> Written instruction:
Locate every line in the rows below that contains the word "blue", and copy each such line in full.

Location annotation dataset excerpts:

▼▼▼

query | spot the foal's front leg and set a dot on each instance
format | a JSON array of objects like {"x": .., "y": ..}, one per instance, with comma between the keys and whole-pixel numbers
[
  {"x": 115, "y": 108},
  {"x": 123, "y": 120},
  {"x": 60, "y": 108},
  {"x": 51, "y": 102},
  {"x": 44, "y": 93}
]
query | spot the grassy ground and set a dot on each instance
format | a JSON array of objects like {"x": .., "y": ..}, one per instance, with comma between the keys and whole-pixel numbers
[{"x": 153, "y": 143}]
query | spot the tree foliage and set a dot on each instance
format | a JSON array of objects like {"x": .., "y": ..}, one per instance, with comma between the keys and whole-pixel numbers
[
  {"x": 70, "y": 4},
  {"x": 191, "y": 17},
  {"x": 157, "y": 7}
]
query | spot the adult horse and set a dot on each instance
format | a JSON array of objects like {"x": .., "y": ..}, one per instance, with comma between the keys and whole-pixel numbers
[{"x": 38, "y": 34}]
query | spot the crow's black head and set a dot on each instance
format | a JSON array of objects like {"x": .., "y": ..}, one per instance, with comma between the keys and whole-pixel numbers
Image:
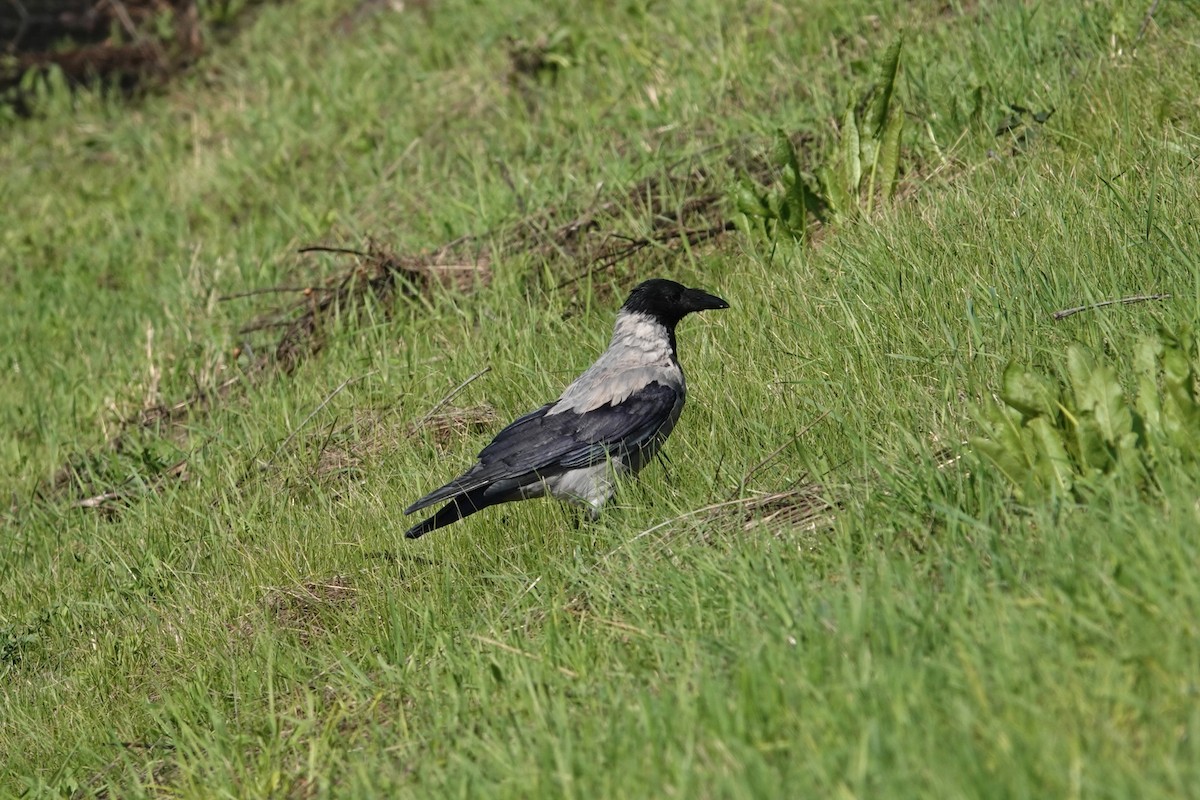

▲▲▲
▼▼▼

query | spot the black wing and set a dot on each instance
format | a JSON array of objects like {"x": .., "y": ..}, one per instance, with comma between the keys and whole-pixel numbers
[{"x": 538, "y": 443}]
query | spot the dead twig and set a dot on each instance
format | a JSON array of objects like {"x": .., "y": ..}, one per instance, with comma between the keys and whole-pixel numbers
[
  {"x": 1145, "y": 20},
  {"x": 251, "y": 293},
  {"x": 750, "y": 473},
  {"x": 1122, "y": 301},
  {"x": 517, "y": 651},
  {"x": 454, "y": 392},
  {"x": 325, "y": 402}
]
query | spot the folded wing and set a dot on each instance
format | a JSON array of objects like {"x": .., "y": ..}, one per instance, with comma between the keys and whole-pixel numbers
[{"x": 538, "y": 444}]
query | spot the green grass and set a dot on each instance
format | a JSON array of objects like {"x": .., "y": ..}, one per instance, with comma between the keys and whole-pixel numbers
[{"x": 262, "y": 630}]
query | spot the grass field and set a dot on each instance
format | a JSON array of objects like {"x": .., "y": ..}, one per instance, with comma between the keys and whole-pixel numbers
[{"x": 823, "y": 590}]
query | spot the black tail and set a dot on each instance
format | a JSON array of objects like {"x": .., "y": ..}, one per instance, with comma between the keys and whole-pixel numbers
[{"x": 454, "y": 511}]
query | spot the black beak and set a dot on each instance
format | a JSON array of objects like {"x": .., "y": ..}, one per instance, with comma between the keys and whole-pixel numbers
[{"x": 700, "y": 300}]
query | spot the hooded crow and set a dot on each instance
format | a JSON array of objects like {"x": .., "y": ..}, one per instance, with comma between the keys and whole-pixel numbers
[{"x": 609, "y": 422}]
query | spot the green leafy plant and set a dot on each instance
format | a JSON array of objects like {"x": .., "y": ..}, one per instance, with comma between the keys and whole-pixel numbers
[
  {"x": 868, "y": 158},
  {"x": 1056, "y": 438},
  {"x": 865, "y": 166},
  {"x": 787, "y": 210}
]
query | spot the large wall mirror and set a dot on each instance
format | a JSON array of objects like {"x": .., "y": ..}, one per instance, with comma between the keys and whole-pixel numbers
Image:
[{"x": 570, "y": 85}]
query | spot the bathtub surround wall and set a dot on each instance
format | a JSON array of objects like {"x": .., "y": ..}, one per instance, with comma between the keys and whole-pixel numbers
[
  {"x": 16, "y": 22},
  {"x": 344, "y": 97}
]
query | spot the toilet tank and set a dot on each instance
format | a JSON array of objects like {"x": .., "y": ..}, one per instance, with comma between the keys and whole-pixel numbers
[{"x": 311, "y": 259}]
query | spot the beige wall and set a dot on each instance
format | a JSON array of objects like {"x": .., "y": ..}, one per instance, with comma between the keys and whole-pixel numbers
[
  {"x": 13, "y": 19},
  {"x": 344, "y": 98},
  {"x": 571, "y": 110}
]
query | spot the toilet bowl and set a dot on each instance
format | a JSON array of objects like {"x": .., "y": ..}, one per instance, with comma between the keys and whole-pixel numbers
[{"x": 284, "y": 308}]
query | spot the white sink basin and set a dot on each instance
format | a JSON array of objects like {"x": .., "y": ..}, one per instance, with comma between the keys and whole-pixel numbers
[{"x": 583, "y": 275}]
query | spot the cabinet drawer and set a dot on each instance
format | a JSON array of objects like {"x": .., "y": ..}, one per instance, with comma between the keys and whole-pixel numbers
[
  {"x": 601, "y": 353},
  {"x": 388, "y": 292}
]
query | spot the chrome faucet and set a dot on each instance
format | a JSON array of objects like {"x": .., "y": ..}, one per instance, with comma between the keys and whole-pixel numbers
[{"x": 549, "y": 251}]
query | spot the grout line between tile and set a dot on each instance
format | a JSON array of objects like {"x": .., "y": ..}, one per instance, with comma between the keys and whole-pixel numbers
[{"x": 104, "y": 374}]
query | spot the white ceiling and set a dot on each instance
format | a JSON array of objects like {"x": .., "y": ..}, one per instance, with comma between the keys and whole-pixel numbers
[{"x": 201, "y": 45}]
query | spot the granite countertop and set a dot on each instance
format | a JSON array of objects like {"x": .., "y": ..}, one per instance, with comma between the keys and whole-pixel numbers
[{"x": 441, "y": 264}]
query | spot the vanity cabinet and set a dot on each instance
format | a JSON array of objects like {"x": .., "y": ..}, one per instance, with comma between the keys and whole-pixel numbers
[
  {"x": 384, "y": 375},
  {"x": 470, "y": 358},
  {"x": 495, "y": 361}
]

▲▲▲
▼▼▼

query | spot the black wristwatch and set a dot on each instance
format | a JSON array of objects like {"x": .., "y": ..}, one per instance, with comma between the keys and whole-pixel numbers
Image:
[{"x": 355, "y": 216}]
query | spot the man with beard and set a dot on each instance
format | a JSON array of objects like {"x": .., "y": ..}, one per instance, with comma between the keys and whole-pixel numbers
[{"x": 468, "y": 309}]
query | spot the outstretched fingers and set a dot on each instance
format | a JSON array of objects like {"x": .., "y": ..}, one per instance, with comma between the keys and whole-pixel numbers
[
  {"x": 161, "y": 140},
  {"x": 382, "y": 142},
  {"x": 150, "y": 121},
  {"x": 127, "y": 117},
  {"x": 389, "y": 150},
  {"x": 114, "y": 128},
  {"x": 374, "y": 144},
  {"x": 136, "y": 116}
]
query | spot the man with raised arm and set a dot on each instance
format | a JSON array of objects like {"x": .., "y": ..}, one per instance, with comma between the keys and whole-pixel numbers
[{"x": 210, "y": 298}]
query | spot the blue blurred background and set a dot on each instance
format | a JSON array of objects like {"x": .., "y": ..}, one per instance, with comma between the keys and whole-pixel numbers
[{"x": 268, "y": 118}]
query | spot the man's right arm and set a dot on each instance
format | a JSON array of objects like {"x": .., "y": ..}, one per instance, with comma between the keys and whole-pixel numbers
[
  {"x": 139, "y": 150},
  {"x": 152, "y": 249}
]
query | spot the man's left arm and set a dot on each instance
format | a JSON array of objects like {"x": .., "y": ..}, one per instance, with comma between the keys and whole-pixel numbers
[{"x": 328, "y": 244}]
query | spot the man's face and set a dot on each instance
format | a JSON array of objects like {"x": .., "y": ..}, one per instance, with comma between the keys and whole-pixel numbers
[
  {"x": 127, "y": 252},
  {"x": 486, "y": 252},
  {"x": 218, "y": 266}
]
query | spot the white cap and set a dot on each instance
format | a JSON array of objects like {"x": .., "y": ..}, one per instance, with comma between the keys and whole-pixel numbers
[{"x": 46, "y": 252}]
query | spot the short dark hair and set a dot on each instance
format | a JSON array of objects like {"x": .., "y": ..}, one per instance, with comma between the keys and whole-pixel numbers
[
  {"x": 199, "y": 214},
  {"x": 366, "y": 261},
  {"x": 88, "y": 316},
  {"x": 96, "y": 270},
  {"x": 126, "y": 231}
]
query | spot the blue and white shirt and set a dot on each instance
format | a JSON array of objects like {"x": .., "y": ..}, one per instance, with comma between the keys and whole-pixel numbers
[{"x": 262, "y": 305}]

▲▲▲

> The reply:
query | spot the blue blurred background and set a dot on each instance
query | spot the blue and white shirt and set a dot on each instance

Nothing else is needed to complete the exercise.